■ **Excerpted text**:
···

'...to pray for the dead'

 

Begin with the sign of the Cross and recite together the Hail Mary.

Then together pray the following version of St Patrick’s Breastplate, which you may like to find as a hymn to begin with.

I arise today through the strength of heaven,
Light of Sun, Radiance of Moon
Splendour of Fire, Speed of Lightning,
Swiftness of wind, Depth of the Sea,
Stability of earth, Firmness of Rock.

I arise today through God’s strength to pilot me,
God’s eye to look before me,
God’s wisdom to guide me,
God’s way to lie before me,
God’s shield to protect me
From all who shall wish me ill,
Afar and anear, Alone and in a multitude,
Against every cruel, merciless power
That may oppose my body and soul.

Christ with me. Christ before me.
Christ behind me. Christ in me.
Christ beneath me. Christ above me.
Christ on my right. Christ on my left.
Christ when I lie down; Christ when I sit down,
Christ when I arise; Christ to shield me,
Christ in the heart of everyone who thinks of me,
Christ in the heart of everyone who speaks of me. Amen.

Read the reflection.

Much of this material is gleaned from the published weekly articles of Canadian Priest, Ronald Rolheiser OMI.

···

■ **Supplied material**:
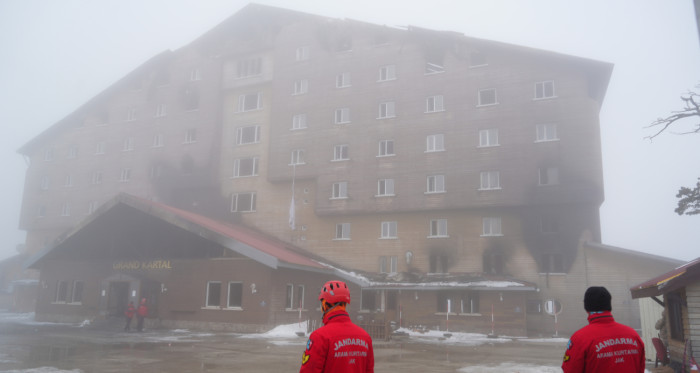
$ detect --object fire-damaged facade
[13,4,678,335]
[24,194,535,334]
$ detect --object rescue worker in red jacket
[136,298,148,332]
[299,281,374,373]
[561,286,646,373]
[124,301,136,332]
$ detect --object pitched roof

···

■ **Set task A**:
Answer these from the prayer guide:
(i) Which prayer is recited together right after the sign of the Cross?
(ii) In the version of St Patrick's Breastplate given, who does God's shield protect against?
(iii) Whose published weekly articles supplied much of the material?
■ **Set task B**: Write out everything in the prayer guide from "I arise today through the" down to "Firmness of Rock.", keeping every word as it stands.
■ **Set task C**:
Say whether each statement agrees with the prayer guide. Give yes or no, and quote the words that decide it.
(i) The prayer begins with the sign of the Cross.
(ii) St Patrick's Breastplate is required to be sung as a hymn.
(iii) Much of the material comes from the writing of a Canadian priest.
The listing isn't needed for anything here.

■ **Complete response A**:
(i) The Hail Mary.
(ii) All who shall wish me ill.
(iii) Those of the Canadian priest Ronald Rolheiser OMI.

■ **Complete response B**:
I arise today through the strength of heaven,
Light of Sun, Radiance of Moon
Splendour of Fire, Speed of Lightning,
Swiftness of wind, Depth of the Sea,
Stability of earth, Firmness of Rock.

■ **Complete response C**:
(i) Yes: "Begin with the sign of the Cross"
(ii) No: "which you may like to find as a hymn to begin with"
(iii) Yes: "gleaned from the published weekly articles of Canadian Priest, Ronald Rolheiser OMI"